Using the listing below, set down exactly the lines from the one that contains "INSTRUCTION = locate a point on each instance of the transparent" through the one that contains "TARGET = misty water", with no pictures.

Start of Block

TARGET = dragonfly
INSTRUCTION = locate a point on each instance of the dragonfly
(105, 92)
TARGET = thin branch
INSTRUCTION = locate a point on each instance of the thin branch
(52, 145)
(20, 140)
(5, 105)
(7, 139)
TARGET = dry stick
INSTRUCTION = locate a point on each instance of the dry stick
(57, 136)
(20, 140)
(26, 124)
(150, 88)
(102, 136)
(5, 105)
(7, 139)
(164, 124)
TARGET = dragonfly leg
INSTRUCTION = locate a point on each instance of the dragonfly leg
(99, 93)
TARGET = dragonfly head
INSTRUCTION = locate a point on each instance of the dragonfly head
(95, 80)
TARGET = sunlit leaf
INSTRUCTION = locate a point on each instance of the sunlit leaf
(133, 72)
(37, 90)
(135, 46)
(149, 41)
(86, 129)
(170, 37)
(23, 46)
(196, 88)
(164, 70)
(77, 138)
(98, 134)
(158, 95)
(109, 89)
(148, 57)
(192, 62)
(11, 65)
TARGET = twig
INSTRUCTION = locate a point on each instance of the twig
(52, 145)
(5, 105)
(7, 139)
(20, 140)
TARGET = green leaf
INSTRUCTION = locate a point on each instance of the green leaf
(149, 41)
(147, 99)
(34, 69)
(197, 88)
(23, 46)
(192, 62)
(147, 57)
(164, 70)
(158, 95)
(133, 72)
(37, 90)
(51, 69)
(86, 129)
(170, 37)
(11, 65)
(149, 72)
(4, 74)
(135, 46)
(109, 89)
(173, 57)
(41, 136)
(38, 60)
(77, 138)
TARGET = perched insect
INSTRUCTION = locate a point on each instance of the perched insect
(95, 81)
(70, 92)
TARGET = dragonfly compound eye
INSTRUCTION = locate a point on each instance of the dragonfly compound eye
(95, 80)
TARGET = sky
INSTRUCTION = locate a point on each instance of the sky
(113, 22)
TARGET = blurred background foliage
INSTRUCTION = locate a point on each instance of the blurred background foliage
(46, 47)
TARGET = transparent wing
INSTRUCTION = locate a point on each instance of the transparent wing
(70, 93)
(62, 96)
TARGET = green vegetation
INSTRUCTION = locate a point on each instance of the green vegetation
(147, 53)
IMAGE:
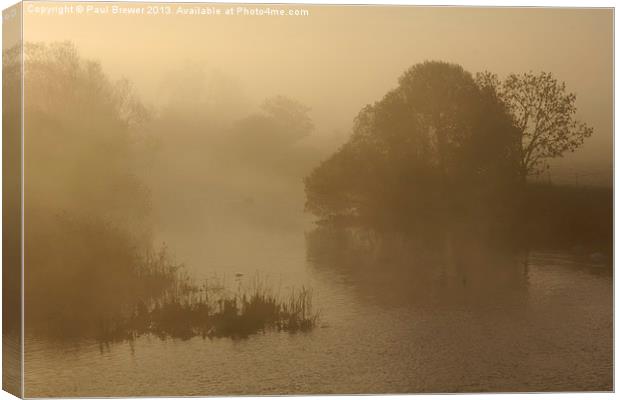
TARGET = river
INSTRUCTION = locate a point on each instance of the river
(554, 333)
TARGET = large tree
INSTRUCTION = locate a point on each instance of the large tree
(421, 148)
(544, 113)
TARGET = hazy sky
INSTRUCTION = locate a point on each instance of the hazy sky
(340, 58)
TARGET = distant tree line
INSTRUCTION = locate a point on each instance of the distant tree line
(445, 145)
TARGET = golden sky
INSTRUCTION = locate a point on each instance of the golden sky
(339, 58)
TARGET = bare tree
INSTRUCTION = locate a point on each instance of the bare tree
(543, 112)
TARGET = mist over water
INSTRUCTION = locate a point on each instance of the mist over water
(398, 244)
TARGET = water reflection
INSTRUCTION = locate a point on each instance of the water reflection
(397, 269)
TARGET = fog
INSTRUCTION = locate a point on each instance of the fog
(351, 177)
(340, 58)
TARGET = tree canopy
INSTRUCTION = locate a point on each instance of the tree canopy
(437, 134)
(544, 114)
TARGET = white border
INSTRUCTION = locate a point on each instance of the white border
(480, 3)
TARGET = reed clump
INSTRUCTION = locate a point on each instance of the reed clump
(211, 310)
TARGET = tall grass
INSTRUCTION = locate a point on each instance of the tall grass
(212, 310)
(86, 278)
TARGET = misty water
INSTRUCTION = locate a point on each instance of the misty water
(551, 332)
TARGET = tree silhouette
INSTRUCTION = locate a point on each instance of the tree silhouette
(436, 135)
(543, 112)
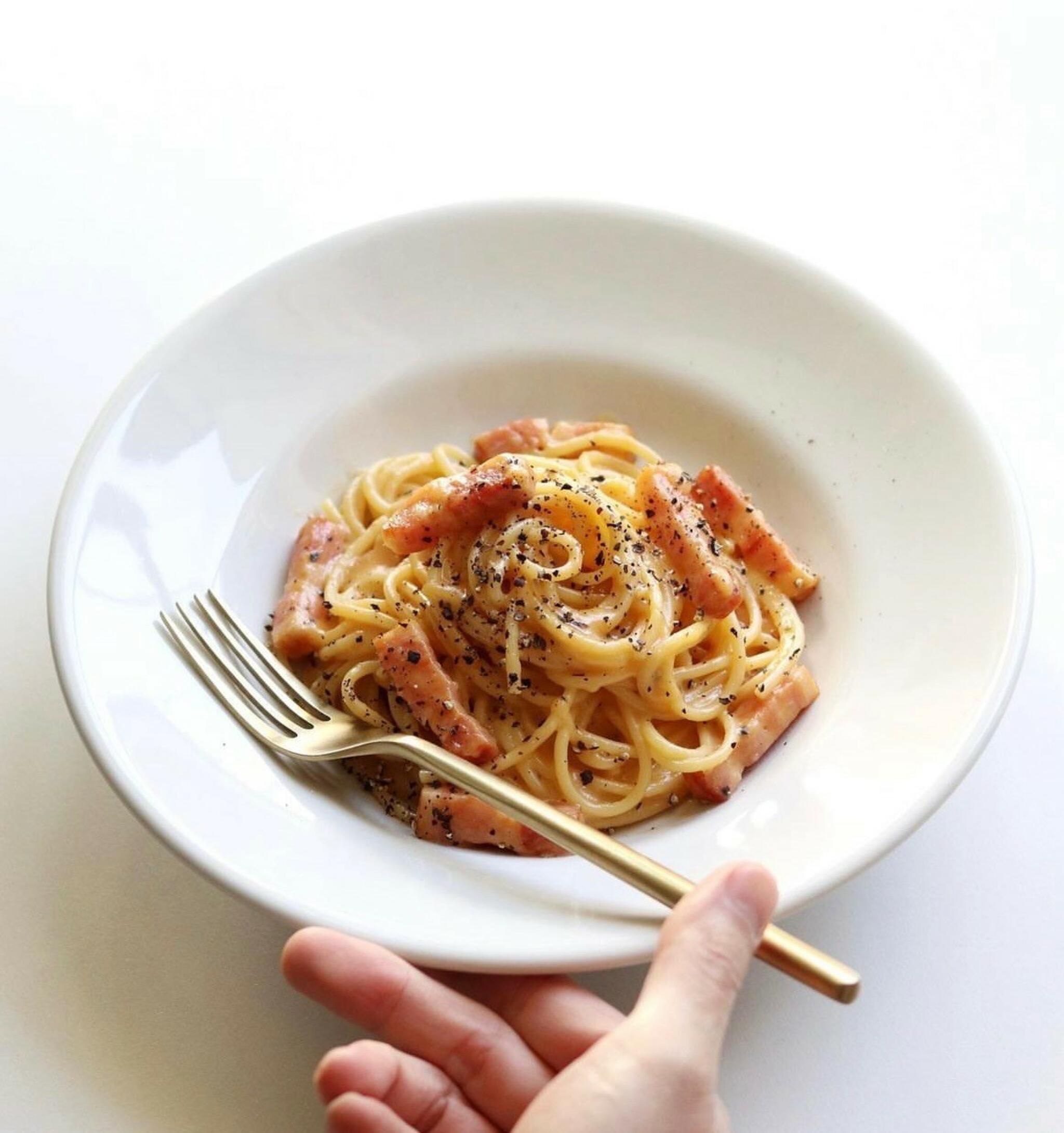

End of Block

RESPONSE TO THIS TASK.
INSTRUCTION = locate a point on each instance of the transparent wing
(70, 93)
(62, 96)
TARGET = green vegetation
INSTRUCTION = locate a point on each instance of the green vegetation
(147, 53)
IMAGE:
TARGET = river
INSTRUCTION = locate a point on each instance of the river
(554, 333)
TARGET = large tree
INSTRUCTION = locate a point on each instance of the large tree
(421, 148)
(544, 113)
TARGET = hazy sky
INSTRUCTION = locate a point on each instance of the hazy sky
(340, 58)
TARGET = distant tree line
INSTRUCTION = locate a point on each instance of the distant tree line
(445, 145)
TARGET = golden sky
INSTRUCTION = locate a point on each instance of the golden sky
(339, 58)
TARGET = bare tree
INSTRUCTION = locate a point on each instance of the bare tree
(543, 112)
TARGET = mist over water
INSTRUCTION = locate a point on each instance of the mist over water
(398, 244)
TARGET = water reflection
INSTRUCTION = locate a point on each instance of the water reflection
(397, 269)
TARGET = fog
INSTRUCTION = locate a point on each instance of the fog
(351, 177)
(340, 58)
TARGET = tree canopy
INSTRUCTION = locate a point on each instance of the tree canopy
(437, 134)
(544, 114)
TARGET = white border
INSTRUCTION = locate a point on each instance of the white border
(480, 3)
TARGET = reed clump
INSTRUCTION = locate a point on each instance of the reed clump
(211, 310)
TARGET = tall grass
INSTRUCTION = locate a point on each instance of the tall grass
(212, 310)
(86, 278)
TARGET = misty water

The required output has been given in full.